REQUIREMENTS: Repeat everything from the start of the items down to and including the line that contains "[(480, 219)]", word for word, leaving the pictures out of your answer.

TASK INPUTS:
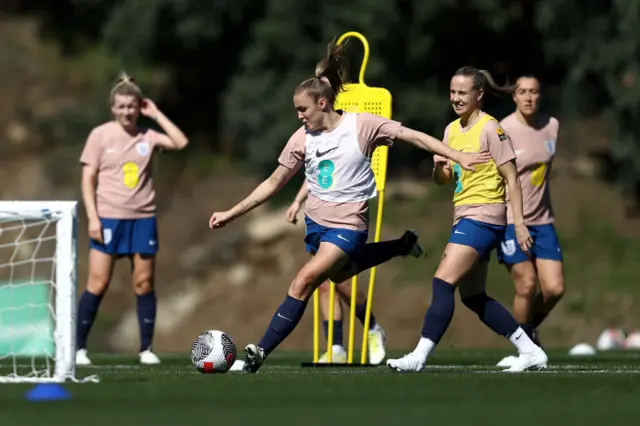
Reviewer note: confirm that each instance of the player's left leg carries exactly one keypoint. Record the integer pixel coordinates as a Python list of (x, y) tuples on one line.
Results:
[(338, 353), (328, 259), (550, 274), (144, 246), (376, 335), (551, 277)]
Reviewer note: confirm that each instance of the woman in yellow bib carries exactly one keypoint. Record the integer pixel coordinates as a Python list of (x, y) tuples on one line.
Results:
[(480, 219)]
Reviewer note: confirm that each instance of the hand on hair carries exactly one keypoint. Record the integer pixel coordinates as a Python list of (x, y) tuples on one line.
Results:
[(149, 109), (441, 161)]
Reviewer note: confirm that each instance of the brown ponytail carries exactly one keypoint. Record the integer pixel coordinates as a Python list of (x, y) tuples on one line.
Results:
[(482, 80), (125, 85), (330, 75)]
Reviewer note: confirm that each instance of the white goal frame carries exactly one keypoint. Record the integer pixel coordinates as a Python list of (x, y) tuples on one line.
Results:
[(64, 213)]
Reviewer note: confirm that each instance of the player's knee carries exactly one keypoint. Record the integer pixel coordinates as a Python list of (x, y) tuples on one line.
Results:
[(553, 290), (97, 283), (302, 286), (525, 285), (142, 282), (324, 288)]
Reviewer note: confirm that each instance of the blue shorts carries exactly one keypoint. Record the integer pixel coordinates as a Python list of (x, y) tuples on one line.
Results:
[(484, 237), (348, 240), (124, 237), (545, 245)]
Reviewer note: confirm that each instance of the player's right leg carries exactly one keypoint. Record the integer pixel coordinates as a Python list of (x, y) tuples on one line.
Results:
[(101, 261), (374, 254), (338, 354), (523, 275)]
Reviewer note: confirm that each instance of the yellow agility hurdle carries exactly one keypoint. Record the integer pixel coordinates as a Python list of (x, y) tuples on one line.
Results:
[(358, 97)]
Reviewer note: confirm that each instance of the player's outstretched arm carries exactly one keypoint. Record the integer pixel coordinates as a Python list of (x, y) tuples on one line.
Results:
[(431, 144), (441, 170), (262, 193), (509, 172), (294, 208)]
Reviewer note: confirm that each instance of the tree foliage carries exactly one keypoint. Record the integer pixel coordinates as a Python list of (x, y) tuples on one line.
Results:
[(229, 66)]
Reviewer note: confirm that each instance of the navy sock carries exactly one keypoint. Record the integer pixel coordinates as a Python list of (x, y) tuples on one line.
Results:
[(146, 318), (87, 310), (374, 254), (440, 312), (283, 323), (337, 331), (492, 313), (361, 313), (527, 329)]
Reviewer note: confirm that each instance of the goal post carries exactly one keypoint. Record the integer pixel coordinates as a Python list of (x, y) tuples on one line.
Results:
[(38, 278)]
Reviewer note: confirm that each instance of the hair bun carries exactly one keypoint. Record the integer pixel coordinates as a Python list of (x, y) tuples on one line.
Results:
[(125, 78)]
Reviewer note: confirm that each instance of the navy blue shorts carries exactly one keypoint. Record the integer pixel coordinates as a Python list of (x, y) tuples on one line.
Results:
[(545, 245), (348, 240), (128, 236), (484, 237)]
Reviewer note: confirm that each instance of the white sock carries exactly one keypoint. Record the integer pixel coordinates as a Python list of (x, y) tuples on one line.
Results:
[(424, 348), (521, 340)]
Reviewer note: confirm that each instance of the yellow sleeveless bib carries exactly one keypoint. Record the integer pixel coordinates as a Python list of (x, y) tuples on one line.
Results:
[(485, 185)]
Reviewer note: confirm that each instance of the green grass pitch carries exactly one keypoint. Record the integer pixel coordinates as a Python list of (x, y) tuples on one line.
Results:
[(458, 388)]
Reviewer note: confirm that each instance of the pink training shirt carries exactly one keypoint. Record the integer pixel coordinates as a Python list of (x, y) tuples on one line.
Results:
[(371, 131), (501, 153), (535, 148), (125, 182)]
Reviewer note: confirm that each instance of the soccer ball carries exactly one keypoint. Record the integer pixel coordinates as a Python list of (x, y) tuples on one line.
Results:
[(213, 352), (633, 340), (611, 338)]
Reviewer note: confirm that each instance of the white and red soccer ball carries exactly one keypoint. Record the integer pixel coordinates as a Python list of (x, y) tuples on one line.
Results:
[(213, 352), (611, 338)]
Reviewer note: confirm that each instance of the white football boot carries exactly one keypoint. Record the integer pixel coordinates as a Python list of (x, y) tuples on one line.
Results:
[(377, 350), (148, 357), (253, 358), (238, 365), (529, 361), (409, 362), (507, 361), (82, 358)]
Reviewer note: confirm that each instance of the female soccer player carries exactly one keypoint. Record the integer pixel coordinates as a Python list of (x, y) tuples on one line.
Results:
[(479, 224), (534, 137), (121, 210), (335, 148), (376, 337)]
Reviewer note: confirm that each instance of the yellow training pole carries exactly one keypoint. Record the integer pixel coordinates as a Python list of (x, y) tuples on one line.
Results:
[(359, 97), (352, 319), (316, 337), (332, 296)]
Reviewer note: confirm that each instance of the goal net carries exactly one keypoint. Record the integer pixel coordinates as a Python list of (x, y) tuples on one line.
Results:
[(38, 291)]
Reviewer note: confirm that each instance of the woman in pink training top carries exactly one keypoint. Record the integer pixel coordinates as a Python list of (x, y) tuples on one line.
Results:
[(534, 137), (335, 149), (118, 194)]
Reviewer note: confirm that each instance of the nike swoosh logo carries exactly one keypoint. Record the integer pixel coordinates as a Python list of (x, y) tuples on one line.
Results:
[(321, 154)]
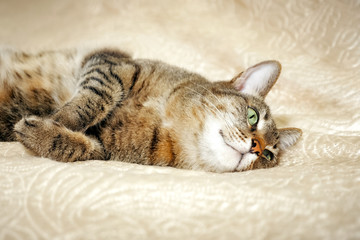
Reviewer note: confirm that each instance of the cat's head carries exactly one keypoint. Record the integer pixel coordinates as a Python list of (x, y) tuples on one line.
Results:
[(227, 126)]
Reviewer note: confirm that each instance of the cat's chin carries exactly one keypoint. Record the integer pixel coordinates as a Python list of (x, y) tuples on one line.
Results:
[(243, 161)]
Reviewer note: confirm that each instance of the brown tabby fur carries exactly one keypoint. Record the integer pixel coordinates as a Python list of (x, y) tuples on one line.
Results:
[(76, 105)]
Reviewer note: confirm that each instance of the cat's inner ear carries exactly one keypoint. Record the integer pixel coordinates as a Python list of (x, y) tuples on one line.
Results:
[(288, 137), (258, 79)]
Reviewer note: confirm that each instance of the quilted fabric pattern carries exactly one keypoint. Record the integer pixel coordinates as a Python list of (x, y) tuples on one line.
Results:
[(313, 194)]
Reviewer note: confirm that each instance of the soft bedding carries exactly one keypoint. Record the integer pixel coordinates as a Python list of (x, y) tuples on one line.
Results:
[(314, 192)]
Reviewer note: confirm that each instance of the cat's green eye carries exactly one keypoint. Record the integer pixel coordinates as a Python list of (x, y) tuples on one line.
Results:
[(268, 155), (253, 116)]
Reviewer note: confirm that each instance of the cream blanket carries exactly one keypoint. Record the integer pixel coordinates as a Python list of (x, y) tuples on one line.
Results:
[(313, 194)]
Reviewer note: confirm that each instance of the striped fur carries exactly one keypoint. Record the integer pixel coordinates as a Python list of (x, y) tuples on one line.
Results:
[(78, 105)]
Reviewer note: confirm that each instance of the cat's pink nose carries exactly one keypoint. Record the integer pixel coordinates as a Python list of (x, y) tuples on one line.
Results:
[(257, 146)]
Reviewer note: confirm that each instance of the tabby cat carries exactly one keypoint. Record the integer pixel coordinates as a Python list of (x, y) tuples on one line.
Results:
[(78, 105)]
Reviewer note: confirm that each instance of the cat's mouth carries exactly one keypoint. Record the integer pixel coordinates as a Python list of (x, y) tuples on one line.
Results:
[(241, 155)]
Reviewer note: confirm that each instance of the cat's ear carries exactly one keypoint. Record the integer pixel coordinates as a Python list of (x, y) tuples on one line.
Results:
[(288, 137), (258, 79)]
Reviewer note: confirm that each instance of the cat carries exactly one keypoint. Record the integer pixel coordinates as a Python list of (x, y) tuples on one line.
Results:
[(102, 104)]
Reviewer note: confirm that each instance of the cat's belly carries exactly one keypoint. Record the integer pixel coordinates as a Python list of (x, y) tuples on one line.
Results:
[(128, 133)]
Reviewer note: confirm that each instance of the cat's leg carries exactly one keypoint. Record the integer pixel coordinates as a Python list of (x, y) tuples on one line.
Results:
[(48, 138), (105, 81)]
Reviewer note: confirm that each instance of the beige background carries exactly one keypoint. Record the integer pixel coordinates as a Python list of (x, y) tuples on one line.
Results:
[(313, 194)]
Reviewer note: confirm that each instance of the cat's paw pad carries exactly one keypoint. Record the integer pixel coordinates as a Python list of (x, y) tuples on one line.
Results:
[(33, 132)]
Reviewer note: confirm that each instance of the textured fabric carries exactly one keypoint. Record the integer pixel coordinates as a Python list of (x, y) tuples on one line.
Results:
[(313, 194)]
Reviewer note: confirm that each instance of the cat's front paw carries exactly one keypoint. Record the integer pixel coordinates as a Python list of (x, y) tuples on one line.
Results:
[(33, 132)]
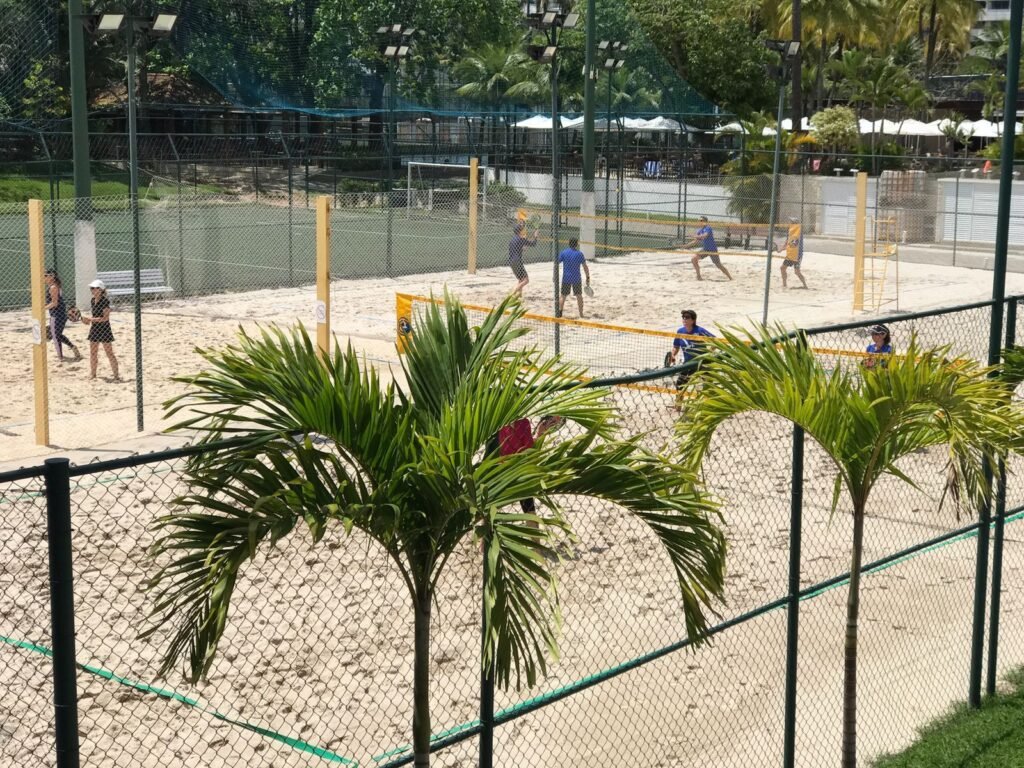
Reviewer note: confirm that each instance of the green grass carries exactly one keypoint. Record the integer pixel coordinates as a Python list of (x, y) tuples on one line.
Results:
[(22, 188), (989, 737)]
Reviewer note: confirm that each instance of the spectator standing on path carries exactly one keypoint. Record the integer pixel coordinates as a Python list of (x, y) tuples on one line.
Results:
[(58, 314), (704, 242), (880, 349), (518, 242), (794, 252), (99, 329), (571, 259), (518, 436)]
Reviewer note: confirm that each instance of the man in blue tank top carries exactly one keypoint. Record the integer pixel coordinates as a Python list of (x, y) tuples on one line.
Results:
[(571, 260), (704, 242)]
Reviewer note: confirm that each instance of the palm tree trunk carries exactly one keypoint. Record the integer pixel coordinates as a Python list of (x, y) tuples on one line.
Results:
[(930, 52), (850, 651), (421, 682)]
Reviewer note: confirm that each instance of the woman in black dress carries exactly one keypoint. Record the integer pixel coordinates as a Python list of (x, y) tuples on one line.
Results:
[(58, 314), (99, 329)]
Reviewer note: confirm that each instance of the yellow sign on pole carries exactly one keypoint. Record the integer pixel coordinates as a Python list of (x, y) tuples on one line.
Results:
[(860, 222), (403, 318), (474, 165), (39, 323), (324, 274)]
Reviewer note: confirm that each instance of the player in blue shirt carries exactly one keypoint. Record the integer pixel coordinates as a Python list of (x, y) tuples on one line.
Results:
[(518, 242), (704, 242), (880, 349), (571, 259), (691, 348)]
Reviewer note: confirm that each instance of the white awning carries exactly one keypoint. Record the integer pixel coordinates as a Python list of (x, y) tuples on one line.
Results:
[(543, 123)]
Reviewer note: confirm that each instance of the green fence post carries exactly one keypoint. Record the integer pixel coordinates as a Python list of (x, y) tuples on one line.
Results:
[(997, 538), (57, 479), (995, 335), (486, 741), (793, 609), (181, 225)]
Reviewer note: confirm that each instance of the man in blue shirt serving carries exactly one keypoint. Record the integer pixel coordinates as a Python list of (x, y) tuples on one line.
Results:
[(704, 241), (571, 259)]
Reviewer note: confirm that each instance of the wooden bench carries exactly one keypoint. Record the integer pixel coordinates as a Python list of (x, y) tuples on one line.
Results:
[(123, 283)]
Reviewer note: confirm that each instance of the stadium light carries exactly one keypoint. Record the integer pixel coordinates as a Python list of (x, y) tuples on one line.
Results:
[(613, 52), (549, 17), (159, 25), (787, 50), (395, 42), (109, 23), (163, 24)]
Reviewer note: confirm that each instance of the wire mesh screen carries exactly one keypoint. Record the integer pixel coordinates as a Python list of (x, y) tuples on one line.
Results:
[(27, 705)]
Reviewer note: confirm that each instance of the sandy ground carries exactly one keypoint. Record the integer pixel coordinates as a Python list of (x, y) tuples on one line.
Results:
[(643, 291), (317, 646)]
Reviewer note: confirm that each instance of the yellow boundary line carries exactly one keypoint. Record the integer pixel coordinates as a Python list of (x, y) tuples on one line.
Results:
[(411, 298)]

FULL ANSWER:
Reviewer note: confirm that each instance of the player's left leg carries exactly one keypoint. Record the integer pixel coordinates as a Python list of (x, y) tuples on one line.
Results:
[(338, 353), (328, 259), (550, 274), (144, 246), (376, 335), (551, 277)]
Reviewer note: confirm that each instance of the woman in yellow bib carries exactly one keypoint. Record the integer pixel coordinates as a Python list of (x, y) tuples on one line.
Results:
[(480, 219)]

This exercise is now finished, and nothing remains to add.